- _GOAL OF THE EXERCISE_
Find each line in the records below that contains the word "yellow", and copy every such line in full.

- _DATA SUPPLIED_
------------------------

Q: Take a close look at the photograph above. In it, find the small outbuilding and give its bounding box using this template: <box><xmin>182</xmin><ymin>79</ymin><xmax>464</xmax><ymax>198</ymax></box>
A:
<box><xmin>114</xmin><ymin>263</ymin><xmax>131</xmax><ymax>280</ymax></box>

------------------------

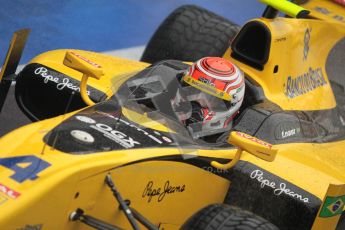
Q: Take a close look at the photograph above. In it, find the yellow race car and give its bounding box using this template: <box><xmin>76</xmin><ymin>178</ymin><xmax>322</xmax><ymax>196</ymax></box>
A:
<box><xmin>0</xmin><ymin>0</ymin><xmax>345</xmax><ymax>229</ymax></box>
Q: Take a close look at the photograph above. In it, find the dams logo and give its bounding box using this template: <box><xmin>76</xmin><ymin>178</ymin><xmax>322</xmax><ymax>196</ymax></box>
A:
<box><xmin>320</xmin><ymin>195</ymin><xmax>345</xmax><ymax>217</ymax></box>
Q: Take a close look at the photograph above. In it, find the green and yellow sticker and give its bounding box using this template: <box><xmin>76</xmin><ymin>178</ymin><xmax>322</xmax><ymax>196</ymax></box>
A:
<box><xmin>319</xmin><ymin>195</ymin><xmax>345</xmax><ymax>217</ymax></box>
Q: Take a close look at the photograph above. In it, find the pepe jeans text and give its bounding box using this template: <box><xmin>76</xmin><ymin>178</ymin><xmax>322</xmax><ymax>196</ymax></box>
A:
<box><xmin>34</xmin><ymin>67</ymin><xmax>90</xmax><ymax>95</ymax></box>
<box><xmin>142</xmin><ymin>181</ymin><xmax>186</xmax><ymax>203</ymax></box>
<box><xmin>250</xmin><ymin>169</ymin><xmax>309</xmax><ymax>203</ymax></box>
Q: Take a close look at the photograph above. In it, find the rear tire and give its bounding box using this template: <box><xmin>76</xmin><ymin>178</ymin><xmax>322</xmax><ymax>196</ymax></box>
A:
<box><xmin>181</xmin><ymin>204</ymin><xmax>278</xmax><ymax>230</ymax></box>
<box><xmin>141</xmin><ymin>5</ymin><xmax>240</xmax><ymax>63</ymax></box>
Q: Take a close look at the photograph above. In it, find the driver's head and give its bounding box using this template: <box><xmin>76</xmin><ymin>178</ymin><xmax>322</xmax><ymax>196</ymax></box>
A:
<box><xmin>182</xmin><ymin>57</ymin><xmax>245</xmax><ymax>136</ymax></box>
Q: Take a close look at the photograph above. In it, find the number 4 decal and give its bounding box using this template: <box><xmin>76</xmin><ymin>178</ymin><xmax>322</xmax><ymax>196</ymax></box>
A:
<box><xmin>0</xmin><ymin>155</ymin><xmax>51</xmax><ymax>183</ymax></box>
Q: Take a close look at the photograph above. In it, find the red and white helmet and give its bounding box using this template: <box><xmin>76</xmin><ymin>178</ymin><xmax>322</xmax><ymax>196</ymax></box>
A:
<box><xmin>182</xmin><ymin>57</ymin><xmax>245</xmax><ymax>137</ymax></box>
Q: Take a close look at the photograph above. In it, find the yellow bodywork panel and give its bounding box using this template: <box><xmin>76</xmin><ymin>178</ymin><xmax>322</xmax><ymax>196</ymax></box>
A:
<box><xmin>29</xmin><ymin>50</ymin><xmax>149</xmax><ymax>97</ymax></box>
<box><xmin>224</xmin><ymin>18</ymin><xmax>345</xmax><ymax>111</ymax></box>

------------------------

- _EXERCISE RESULT_
Q: Take a close look at the photograph above. In it, find the yellow race car and give its bounding box using this template: <box><xmin>76</xmin><ymin>178</ymin><xmax>322</xmax><ymax>196</ymax></box>
Q: Take a close look at the photograph above. In it, find the green and yellow sticker and give its bounding box using this template: <box><xmin>76</xmin><ymin>178</ymin><xmax>322</xmax><ymax>196</ymax></box>
Q: Take a close look at the photograph above. In it, find the yellow bodywork panel and give its bounding box using this template: <box><xmin>76</xmin><ymin>178</ymin><xmax>322</xmax><ymax>196</ymax></box>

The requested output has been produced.